* Tasks to perform:
**A.** Answer these questions from the diabetes therapy text:
(i) What examination does the ACC recommend before a patient starts semaglutide?
(ii) Which two drug classes should be considered and started after a clinician-patient discussion?
(iii) What infection risk with SGLT2 inhibitors should be communicated to patients beginning that therapy?
**B.** Please copy the diabetes therapy text starting at "GLP-1RA: Monitoring Considerations" and ending at "before starting semaglutide.", substituting "tirzepatide" for "semaglutide".

* Text provided:
Content starts
Recommendations for Optimal Therapy Initiation
According to the ACC writing committee, T2D and clinical ASCVD should be addressed concurrently. Clinicians should consider recommending guideline-directed medical therapy, including lifestyle modification, antiplatelet therapies, blood pressure lowering, and metformin for glucose control. SGLT2 inhibitors or GLP-1 receptor agonists should also be considered and initiated after a clinician-patient discussion. The ACC also recommends that clinicians discuss these medications with the caregiver of the patient with diabetes (eg, a family member) in conjunction with the patient-physician discussion. Management of glucose levels via concomitant use of SGLT2 inhibitor and a GLP-1 receptor agonist is in accord with current T2D guidelines; however, a reduction in cardiovascular disease risk with dual use of these drug classes has not been conclusively established.
SGLT2 Inhibitor: Monitoring Considerations
The risk for genital mycotic infections with SGLT2 inhibitors should be communicated to the patient who is beginning this therapy. To mitigate the risk, physicians are recommended to advise meticulous attention to personal hygiene and possibly antifungal medication at the start of treatment. The risk for hypoglycemic events should also be communicated to patients who are receiving insulin or an insulin secretagogue (eg, a sulfonylurea). Insulin or sulfonylurea dose adjustments are recommended to reduce further risk after initiation of a SGLT2 inhibitor.
GLP-1RA: Monitoring Considerations
Patients receiving a GLP-1 receptor agonist should be monitored for transient nausea and vomiting, which are relatively common adverse effects of this drug class. In patients who receive semaglutide, there may be an increased risk for diabetic retinopathy. The ACC recommends that patients undergo an eye examination before starting semaglutide.
Content ends
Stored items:
Content starts
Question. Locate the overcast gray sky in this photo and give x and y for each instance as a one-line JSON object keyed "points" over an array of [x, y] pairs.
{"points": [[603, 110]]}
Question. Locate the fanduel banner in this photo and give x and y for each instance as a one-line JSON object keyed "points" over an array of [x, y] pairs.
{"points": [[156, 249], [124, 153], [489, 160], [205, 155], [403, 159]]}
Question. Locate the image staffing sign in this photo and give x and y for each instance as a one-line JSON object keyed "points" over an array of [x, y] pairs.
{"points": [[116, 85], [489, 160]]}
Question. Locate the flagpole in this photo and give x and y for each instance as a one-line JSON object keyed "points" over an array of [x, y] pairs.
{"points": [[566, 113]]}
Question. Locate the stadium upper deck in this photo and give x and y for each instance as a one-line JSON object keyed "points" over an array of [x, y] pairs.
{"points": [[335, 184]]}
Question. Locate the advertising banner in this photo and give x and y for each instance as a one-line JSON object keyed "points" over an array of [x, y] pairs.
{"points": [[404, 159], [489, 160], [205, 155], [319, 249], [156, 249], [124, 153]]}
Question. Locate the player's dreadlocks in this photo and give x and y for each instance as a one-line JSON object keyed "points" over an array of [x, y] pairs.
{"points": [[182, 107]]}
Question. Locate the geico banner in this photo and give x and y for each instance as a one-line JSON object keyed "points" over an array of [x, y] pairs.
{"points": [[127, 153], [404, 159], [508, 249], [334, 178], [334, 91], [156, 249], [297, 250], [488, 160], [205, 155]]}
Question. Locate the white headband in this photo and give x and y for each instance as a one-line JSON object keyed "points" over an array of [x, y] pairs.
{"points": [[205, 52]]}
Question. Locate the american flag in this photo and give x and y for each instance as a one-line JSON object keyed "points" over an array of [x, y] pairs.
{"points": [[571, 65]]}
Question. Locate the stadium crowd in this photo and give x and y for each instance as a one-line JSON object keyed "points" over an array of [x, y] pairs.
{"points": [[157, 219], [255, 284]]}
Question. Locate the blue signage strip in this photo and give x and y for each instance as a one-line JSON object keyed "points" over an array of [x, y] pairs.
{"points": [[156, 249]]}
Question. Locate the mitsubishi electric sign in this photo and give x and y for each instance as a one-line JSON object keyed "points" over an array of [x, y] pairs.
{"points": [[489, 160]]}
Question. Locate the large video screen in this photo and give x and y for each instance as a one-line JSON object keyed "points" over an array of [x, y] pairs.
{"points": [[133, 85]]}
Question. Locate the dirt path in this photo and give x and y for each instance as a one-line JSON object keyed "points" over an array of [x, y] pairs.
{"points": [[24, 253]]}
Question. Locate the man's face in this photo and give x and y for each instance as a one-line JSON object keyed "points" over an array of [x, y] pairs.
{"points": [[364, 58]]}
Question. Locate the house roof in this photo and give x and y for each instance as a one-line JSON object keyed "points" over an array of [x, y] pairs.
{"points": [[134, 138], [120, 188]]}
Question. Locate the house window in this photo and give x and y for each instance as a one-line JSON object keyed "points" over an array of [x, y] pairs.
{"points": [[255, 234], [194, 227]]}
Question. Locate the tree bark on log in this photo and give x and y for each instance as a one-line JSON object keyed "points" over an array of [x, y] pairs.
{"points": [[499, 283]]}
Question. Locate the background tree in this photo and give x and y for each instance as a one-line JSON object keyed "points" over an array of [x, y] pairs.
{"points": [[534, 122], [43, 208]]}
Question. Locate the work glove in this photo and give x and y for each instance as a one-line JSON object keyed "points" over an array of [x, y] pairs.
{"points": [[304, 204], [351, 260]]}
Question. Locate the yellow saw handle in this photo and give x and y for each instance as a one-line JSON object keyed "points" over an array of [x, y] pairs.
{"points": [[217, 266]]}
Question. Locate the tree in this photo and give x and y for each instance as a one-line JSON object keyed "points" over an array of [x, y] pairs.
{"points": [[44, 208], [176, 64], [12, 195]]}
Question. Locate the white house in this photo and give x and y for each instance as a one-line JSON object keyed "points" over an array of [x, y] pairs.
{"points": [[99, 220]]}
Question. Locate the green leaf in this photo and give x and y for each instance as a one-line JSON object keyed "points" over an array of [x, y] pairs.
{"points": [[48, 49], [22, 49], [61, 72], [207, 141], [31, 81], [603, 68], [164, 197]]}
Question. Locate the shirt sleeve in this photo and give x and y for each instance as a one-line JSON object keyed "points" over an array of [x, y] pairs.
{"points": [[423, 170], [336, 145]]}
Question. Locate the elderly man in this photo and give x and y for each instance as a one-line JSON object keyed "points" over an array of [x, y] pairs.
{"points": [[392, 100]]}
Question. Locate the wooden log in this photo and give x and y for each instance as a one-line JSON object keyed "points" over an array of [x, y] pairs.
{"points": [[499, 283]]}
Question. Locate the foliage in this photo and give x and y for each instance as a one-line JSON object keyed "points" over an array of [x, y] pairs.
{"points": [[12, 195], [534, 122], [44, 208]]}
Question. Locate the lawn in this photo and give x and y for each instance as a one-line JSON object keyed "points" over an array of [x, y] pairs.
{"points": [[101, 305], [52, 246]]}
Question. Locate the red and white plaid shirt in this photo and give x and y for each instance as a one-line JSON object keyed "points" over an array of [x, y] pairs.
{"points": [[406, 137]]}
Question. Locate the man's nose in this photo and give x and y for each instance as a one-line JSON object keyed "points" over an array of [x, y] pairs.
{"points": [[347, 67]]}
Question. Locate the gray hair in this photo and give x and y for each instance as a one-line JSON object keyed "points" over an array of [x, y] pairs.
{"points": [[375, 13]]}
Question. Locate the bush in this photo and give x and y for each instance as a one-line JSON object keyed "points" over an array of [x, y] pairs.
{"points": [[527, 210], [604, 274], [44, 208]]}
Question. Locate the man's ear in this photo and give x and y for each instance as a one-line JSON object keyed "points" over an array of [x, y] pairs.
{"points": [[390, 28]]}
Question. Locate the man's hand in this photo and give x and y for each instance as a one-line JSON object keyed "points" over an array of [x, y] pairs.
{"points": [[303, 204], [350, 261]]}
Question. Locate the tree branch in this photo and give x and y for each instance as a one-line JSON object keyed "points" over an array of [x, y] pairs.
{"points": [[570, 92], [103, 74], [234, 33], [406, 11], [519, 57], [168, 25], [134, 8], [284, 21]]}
Content ends
Content starts
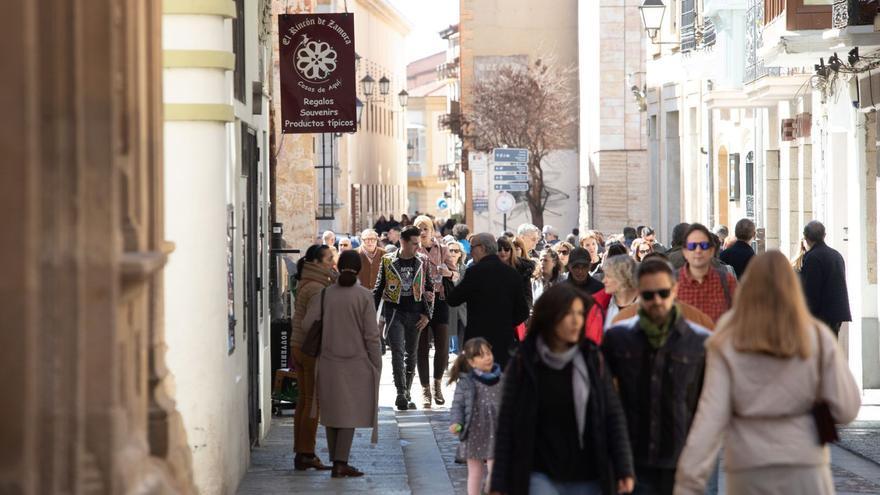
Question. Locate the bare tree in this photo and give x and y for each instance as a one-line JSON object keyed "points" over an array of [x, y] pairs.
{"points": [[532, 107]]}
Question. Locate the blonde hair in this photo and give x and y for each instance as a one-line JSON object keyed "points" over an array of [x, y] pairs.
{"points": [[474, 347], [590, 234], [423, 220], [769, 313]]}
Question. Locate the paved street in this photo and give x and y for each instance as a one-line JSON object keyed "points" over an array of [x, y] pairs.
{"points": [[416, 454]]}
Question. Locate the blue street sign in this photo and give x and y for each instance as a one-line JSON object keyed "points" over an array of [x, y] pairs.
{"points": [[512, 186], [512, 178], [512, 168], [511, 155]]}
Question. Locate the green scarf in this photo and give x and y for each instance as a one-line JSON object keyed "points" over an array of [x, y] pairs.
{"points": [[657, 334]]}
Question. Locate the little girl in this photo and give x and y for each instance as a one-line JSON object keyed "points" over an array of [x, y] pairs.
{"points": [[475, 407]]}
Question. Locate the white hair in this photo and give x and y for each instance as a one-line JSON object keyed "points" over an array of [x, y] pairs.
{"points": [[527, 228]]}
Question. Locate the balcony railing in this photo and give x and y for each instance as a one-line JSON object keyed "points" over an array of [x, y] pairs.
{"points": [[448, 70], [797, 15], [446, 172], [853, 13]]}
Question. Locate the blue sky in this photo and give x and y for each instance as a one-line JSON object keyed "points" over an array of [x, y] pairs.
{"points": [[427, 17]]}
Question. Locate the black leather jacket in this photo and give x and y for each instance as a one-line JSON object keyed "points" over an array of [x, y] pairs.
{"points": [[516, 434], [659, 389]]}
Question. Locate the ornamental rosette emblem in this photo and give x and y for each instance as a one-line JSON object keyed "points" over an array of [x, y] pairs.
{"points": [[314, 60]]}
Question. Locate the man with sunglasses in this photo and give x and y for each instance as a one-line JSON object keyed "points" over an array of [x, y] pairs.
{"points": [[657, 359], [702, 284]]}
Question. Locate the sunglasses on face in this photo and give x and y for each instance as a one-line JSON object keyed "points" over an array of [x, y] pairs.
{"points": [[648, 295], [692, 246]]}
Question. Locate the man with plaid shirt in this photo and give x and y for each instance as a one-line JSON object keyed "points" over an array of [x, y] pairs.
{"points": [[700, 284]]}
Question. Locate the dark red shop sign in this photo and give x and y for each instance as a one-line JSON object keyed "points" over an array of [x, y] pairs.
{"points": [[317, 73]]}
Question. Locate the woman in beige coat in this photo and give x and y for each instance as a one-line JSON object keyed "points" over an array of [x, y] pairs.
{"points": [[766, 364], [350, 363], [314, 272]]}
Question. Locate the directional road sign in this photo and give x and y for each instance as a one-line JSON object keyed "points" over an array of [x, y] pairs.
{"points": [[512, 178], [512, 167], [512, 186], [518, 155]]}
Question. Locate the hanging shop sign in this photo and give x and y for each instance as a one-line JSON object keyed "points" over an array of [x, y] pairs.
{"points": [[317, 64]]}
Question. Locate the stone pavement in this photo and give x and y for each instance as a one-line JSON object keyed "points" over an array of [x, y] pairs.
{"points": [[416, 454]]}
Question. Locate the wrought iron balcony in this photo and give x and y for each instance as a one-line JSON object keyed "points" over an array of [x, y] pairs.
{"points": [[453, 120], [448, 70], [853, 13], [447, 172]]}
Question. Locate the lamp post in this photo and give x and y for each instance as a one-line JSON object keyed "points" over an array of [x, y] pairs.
Content ends
* Exercise answers:
**A.**
(i) An eye examination.
(ii) SGLT2 inhibitors and GLP-1 receptor agonists.
(iii) The risk for genital mycotic infections.

**B.**
GLP-1RA: Monitoring Considerations
Patients receiving a GLP-1 receptor agonist should be monitored for transient nausea and vomiting, which are relatively common adverse effects of this drug class. In patients who receive tirzepatide, there may be an increased risk for diabetic retinopathy. The ACC recommends that patients undergo an eye examination before starting tirzepatide.